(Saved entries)

━━━━

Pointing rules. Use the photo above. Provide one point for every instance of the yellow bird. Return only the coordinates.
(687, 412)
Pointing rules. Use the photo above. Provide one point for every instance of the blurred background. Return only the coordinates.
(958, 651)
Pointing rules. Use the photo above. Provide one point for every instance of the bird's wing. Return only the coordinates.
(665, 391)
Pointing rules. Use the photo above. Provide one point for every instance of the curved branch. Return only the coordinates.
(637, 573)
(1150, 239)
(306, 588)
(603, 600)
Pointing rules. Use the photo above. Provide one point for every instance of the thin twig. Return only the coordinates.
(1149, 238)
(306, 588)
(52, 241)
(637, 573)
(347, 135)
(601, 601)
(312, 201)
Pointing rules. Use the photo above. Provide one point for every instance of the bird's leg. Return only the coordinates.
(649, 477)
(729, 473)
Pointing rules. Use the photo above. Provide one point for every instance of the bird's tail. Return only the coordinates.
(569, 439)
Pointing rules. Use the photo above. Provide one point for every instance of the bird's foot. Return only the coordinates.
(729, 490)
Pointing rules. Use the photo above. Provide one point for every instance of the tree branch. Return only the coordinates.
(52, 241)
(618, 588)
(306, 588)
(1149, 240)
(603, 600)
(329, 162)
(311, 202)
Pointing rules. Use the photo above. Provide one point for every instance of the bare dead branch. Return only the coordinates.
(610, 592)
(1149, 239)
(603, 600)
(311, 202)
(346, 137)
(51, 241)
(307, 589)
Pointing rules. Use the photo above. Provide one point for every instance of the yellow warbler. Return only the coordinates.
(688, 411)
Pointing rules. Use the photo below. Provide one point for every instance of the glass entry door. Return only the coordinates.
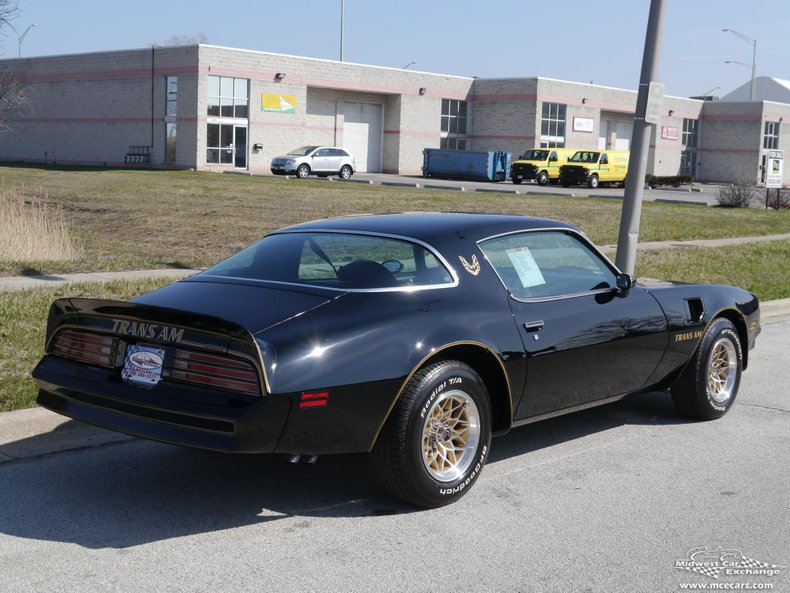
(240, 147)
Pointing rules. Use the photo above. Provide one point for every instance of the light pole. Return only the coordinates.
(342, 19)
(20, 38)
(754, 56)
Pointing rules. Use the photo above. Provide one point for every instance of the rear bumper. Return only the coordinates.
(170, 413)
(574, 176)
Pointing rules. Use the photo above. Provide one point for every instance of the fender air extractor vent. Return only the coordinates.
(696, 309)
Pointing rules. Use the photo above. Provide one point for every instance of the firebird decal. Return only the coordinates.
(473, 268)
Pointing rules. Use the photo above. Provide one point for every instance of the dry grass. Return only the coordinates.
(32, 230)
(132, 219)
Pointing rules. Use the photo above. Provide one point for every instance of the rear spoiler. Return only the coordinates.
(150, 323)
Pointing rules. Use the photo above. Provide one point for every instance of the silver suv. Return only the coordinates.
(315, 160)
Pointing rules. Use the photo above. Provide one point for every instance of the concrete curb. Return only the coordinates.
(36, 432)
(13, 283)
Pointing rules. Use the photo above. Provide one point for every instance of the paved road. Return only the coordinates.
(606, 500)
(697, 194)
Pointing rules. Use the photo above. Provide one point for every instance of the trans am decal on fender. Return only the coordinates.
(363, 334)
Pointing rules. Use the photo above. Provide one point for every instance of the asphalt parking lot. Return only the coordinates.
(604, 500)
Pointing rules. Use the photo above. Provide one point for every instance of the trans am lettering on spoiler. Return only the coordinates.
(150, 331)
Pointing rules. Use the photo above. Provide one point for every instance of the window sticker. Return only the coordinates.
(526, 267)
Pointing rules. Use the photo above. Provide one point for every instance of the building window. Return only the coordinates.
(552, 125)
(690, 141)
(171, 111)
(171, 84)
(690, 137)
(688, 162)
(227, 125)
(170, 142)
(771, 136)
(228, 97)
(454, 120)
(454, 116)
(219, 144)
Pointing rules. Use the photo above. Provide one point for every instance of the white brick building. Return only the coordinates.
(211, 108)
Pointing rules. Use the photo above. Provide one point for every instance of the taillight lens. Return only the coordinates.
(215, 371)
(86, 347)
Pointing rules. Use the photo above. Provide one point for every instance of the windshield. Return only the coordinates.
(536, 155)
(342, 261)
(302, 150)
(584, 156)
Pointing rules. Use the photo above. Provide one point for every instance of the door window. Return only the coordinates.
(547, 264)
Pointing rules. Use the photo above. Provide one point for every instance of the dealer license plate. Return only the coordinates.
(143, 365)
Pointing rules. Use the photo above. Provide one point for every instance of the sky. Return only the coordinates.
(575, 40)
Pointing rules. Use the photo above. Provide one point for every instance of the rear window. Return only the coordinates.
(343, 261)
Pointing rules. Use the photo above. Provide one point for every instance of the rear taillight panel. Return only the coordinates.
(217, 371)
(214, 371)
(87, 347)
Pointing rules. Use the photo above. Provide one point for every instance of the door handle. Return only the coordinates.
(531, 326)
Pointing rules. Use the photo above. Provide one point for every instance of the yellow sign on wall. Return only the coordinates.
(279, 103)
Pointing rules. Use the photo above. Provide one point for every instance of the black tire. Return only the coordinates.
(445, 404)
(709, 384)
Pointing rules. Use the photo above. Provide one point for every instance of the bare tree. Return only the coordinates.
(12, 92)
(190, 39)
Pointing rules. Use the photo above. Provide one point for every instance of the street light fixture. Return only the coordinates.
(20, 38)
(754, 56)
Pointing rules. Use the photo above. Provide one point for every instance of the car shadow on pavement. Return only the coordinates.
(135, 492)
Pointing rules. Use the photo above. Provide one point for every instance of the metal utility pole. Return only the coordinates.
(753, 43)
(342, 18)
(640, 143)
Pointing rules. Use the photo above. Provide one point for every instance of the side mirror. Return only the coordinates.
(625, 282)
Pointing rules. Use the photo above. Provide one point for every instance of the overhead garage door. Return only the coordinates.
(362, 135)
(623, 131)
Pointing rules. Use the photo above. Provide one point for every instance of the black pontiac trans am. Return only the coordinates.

━━━━

§ **Work to be completed**:
Format the listing above as a numbered list with no blank lines and no pictures.

§ **Solution to this problem**:
1. Pointing rules. Use the photo above. Provide one point for every instance of the yellow bird. Return only the coordinates.
2. (687, 412)
3. Pointing rules. Use the photo above. Provide one point for every instance of the blurred background. Return only the coordinates.
4. (958, 651)
5. Pointing rules. Use the photo above. Provide one point for every instance of the bird's wing. Return only the coordinates.
6. (665, 391)
7. Pointing rules. Use the photo above. Provide one point for every instance of the curved branch. Return only the coordinates.
8. (637, 573)
9. (1150, 239)
10. (306, 588)
11. (603, 600)
12. Pointing rules. Use the photo above. Provide one point for every instance of the thin twig. Return only the coordinates.
13. (1149, 238)
14. (306, 588)
15. (52, 241)
16. (637, 573)
17. (347, 135)
18. (601, 601)
19. (312, 201)
20. Pointing rules. Use the photo above. Provide one point for every instance of the bird's leg. Return only the coordinates.
21. (649, 477)
22. (729, 473)
23. Pointing rules. Use the photo above. Provide one point for every instance of the bird's tail. Return only the coordinates.
24. (569, 439)
25. Pointing rules. Use the photo above. Provide one point for every instance of the bird's foot. Return only the coordinates.
26. (729, 490)
27. Pointing rules. Use the photo above. Provide one point for every instance of the tree branch. Return only the coordinates.
28. (52, 241)
29. (618, 588)
30. (306, 588)
31. (1149, 240)
32. (603, 600)
33. (329, 162)
34. (311, 202)
35. Pointing rules. Use the photo above. Provide one point for every instance of the bare dead branch. Return only the coordinates.
36. (610, 592)
37. (1149, 239)
38. (603, 600)
39. (311, 202)
40. (346, 137)
41. (51, 241)
42. (307, 589)
43. Pointing rules. Use the photo above. Provide one point for every instance of the yellow warbler. Return only the coordinates.
44. (688, 411)
45. Pointing rules. Use the photo below. Provide one point for every instance of the glass entry door. Return only the coordinates.
46. (240, 147)
47. Pointing rules. Use the photo above. Provide one point for every instance of the light pole. Return only the coordinates.
48. (342, 19)
49. (20, 38)
50. (754, 56)
51. Pointing rules. Use the photo above. Provide one point for every instance of the rear bumper. Return only the coordinates.
52. (170, 413)
53. (574, 176)
54. Pointing rules. Use the photo above. Provide one point for every instance of the fender air extractor vent. Return only the coordinates.
55. (696, 309)
56. Pointing rules. Use the photo above. Provide one point for every instance of the firebird decal. Return only the coordinates.
57. (473, 268)
58. Pointing rules. Use the photo above. Provide one point for every instance of the dry grass. Return only the coordinates.
59. (32, 230)
60. (132, 219)
61. Pointing rules. Use the photo above. Provide one point for every instance of the rear spoiler. Return only the coordinates.
62. (150, 323)
63. Pointing rules. Use the photo above. Provide one point for every instance of the silver suv. Return only the coordinates.
64. (315, 160)
65. Pointing rules. Use the photo above. Provide one point for every instance of the concrete curb. Return only the coordinates.
66. (36, 432)
67. (13, 283)
68. Pointing rules. Use the photo above. Provide one point for every instance of the paved road. Return only the coordinates.
69. (606, 500)
70. (697, 194)
71. Pointing rules. Use the photo above. Provide one point for every instance of the trans am decal on fender. Return only the coordinates.
72. (363, 334)
73. Pointing rules. Use the photo above. Provide one point for every instance of the asphalt parking lot. Return only the coordinates.
74. (604, 500)
75. Pointing rules. Use the photo above. Provide one point for every instance of the trans am lettering on spoiler. Return only the coordinates.
76. (150, 331)
77. Pointing rules. Use the photo above. Provide one point for every instance of the window sticker. Return only the coordinates.
78. (526, 267)
79. Pointing rules. Use the photo above. Provide one point for every instance of the building window. Return only the coordinates.
80. (552, 125)
81. (690, 141)
82. (171, 111)
83. (171, 84)
84. (690, 137)
85. (688, 162)
86. (227, 125)
87. (170, 142)
88. (771, 136)
89. (228, 97)
90. (454, 120)
91. (454, 116)
92. (219, 144)
93. Pointing rules. Use the photo above. Provide one point for every instance of the white brick building. Return only the coordinates.
94. (211, 108)
95. Pointing rules. Use the photo above. Provide one point for every instance of the taillight lens. Return only the coordinates.
96. (215, 371)
97. (86, 347)
98. Pointing rules. Use the photo above. Provide one point for every instance of the windshield. Return only the coordinates.
99. (536, 155)
100. (342, 261)
101. (302, 150)
102. (584, 156)
103. Pointing rules. Use the photo above. Provide one point for every instance of the door window. Return only the coordinates.
104. (547, 264)
105. Pointing rules. Use the photo above. Provide one point for every instance of the dealer license plate. Return only the coordinates.
106. (143, 365)
107. Pointing rules. Use the photo above. Provide one point for every instance of the sky. Return only the coordinates.
108. (575, 40)
109. Pointing rules. Use the photo above. Provide one point for every instance of the rear window. Return only the coordinates.
110. (343, 261)
111. Pointing rules. Use the photo above. Provide one point for every instance of the rear taillight panel. Return only the coordinates.
112. (217, 371)
113. (214, 371)
114. (87, 347)
115. Pointing rules. Use the photo above. Provide one point for every instance of the door handle. Return only the coordinates.
116. (531, 326)
117. Pointing rules. Use the photo above. Provide one point for every instance of the yellow sign on wall. Return only the coordinates.
118. (279, 103)
119. Pointing rules. Use the photo above. Provide one point for every instance of the black tire. Return only the coordinates.
120. (445, 404)
121. (709, 384)
122. Pointing rules. Use the photo above. Provide one point for every instance of the bare tree. Return only the coordinates.
123. (12, 92)
124. (190, 39)
125. Pointing rules. Use the photo above. Provide one point for every instance of the street light fixture. Return only the coordinates.
126. (20, 38)
127. (754, 56)
128. Pointing rules. Use the photo above. Provide one point for every instance of the car shadow on pavement. Return only the coordinates.
129. (135, 492)
130. Pointing rules. Use the photo above. Provide one point for every instance of the metal utility pole. Return only the coordinates.
131. (753, 43)
132. (342, 18)
133. (640, 143)
134. Pointing rules. Use the photo above. Provide one point for every instance of the side mirror. Return only the coordinates.
135. (625, 282)
136. Pointing rules. Use the photo above. Provide one point for every instance of the overhead garage door. Return only the coordinates.
137. (362, 135)
138. (623, 131)
139. Pointing rules. Use the photo above. Provide one point for every instance of the black pontiac trans am. Return only the coordinates.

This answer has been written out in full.